- _Tarea 1_
Responde a estas preguntas sobre el artículo acerca de la crisis de Estado:
(a) ¿Hasta casi qué año se habría ganado todavía el desafío con un referéndum acordado?
(b) ¿A quién hizo caer la mala gestión del conflicto, según lo que explicaba ARA el pasado domingo?
(c) ¿Qué cargo ocupaba entonces la ministra Dolores Delgado?
- _Tarea 2_
Actualiza el artículo sobre la crisis de Estado copiando todo lo que va desde "Es una evidencia" hasta "ganado el desafío." y cambiando "referéndum acordado" por "referéndum pactado".
- _Tarea 3_
Escribe lo que sigue en el artículo sobre la crisis de Estado, a partir del punto en que termina.

- _Texto extraído_
La inestabilidad es la oportunidad

Es una evidencia que la aspiración catalana a la independencia ha provocado una gravísima crisis de Estado en el Reino de España. Y no tanto por su propia fuerza como porque ha desenmascarado la debilidad democrática del régimen del 78. Ni el poder ejecutivo, ni el legislativo ni el judicial -tampoco la prensa y la televisión tradicionales, ni el gobierno de la Iglesia o la banca españolas- han sido capaces de responder de manera netamente democrática, aunque, hasta casi 2014, si hubieran optado por un referéndum acordado, todavía habrían ganado el desafío.

Tal y como explicaba el pasado domingo ARA, también es esta mala gestión del conflicto lo que hizo caer a Sáenz de Santamaría, y puede que haga caer a Pedro Sánchez o que acabe convulsionando el resto de poderes. Y si todo se aguanta de manera tan estancada, es porque entre ellos se esconden las vergüenzas. Basta con ver cómo ha pasado sin pena ni gloria la brutal revelación de la conversación en la comida del comisario Villarejo sobre unas hipotéticas jornadas académico-sexuales de algunos magistrados, donde estaba presente la ministra Dolores Delgado, entonces fiscal de la Audiencia Nacional.

- _Segmento de datos_
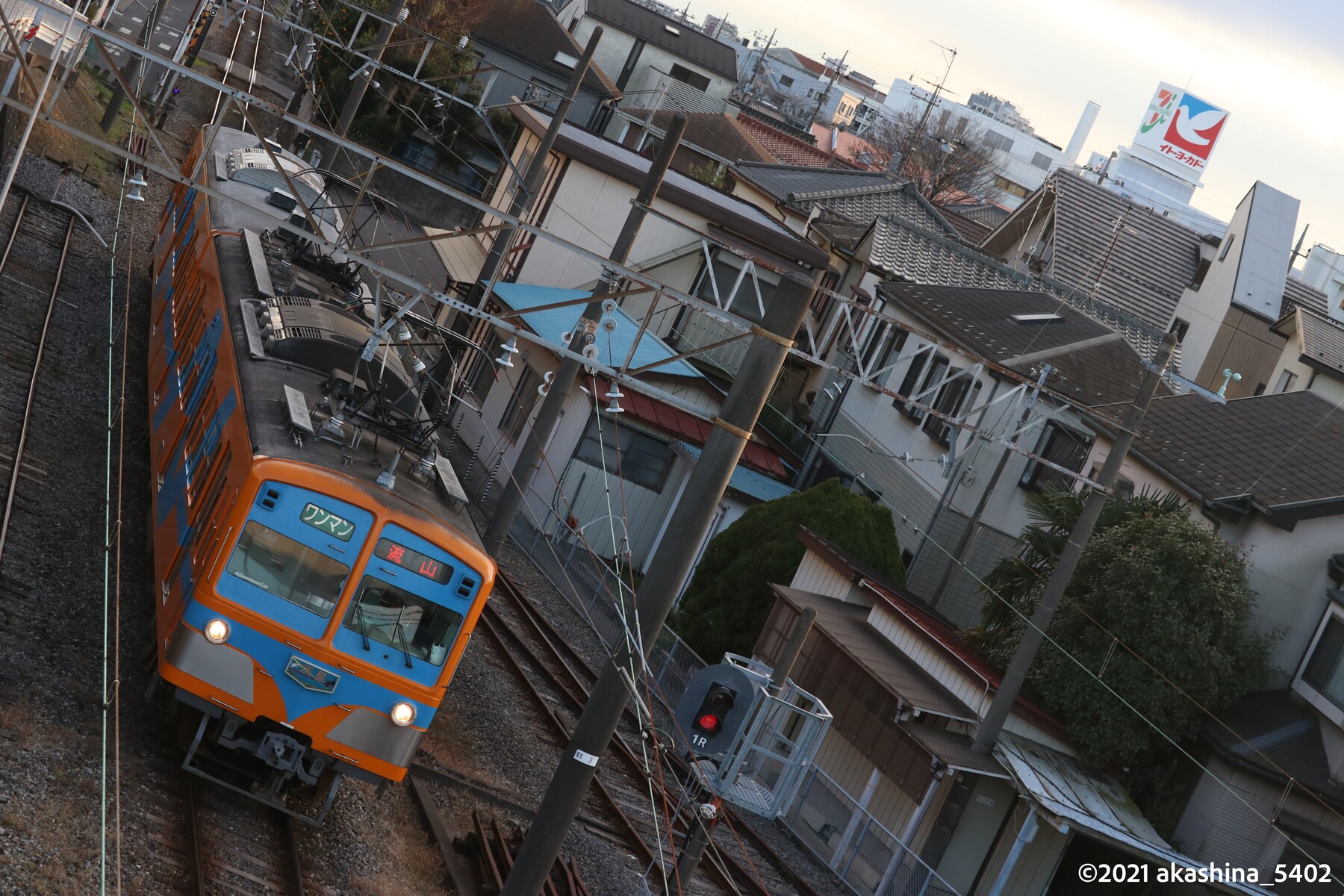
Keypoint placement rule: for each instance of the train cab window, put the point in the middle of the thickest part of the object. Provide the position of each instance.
(287, 568)
(409, 623)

- _Respuesta 1_
(a) Se habría ganado hasta casi 2014.
(b) Hizo caer a Sáenz de Santamaría.
(c) Era fiscal de la Audiencia Nacional.

- _Respuesta 2_
Es una evidencia que la aspiración catalana a la independencia ha provocado una gravísima crisis de Estado en el Reino de España. Y no tanto por su propia fuerza como porque ha desenmascarado la debilidad democrática del régimen del 78. Ni el poder ejecutivo, ni el legislativo ni el judicial -tampoco la prensa y la televisión tradicionales, ni el gobierno de la Iglesia o la banca españolas- han sido capaces de responder de manera netamente democrática, aunque, hasta casi 2014, si hubieran optado por un referéndum pactado, todavía habrían ganado el desafío.

- _Respuesta 3_
Sin embargo, la representación política del independentismo hace tiempo que también muestra una notable debilidad. Sobre ello ha influido mucho, claro está, el encarcelamiento y exilio de sus líderes y la dificultad de asumir esta dramática situación. Pero esta debilidad ya venía de antes debido tanto a las desconfianzas partidistas -y también personales- que se disfrazaban con razones ideológicas y estratégicas, como de las reales desavenencias políticas que se medio disimulaban presionados por las llamadas populares a la unidad. Por ahora, las posiciones de la CUP, ERC y JxCat son irreconciliables tanto por el modelo de República que defienden como sobre todo por la estrategia que siguen para conseguirla. Y eso sin contar con los “versos libres” que regularmente lanzan sus dardos contra todo y contra todos.

Está claro que existe el gran apoyo popular que -como en el consentimiento matrimonial- se muestra incombustible en la prosperidad y la adversidad, en la salud y la enfermedad. Pero, desconcertado ante el combate de liderazgos y estrategias -y por los tremendistas habituales-, puede tener la tentación de querer desbordar el sistema de partidos a través de procedimientos tan buenos como de éxito incierto. En definitiva, la acumulación de desconfianza respecto de la capacidad del sistema de representación formal hace que la potencia que se demuestra a la hora de movilizar a la gente, se convierta en desánimo ante su escasa efectividad.

En resumen, que el estancamiento actual de la situación política no se debe a un equilibrio de fuerzas, sino de debilidades. Vivimos enquistados en la debilidad por la sencilla razón de que nadie tiene margen para moverse de su posición sin riesgo de perder mucho. Y es en la debilidad donde algunos esperan encontrar, por decirlo irónicamente, su confortabilidad. Los presupuestos del gobierno de Pedro Sánchez son un caso paradigmático de esta difícil suma de impotencias: ni el presidente español se puede permitir encarar el conflicto con radicalidad democrática, ni los partidos independentistas se pueden mostrar flexibles a negociar los presupuestos sin poner en juego la credibilidad que les queda.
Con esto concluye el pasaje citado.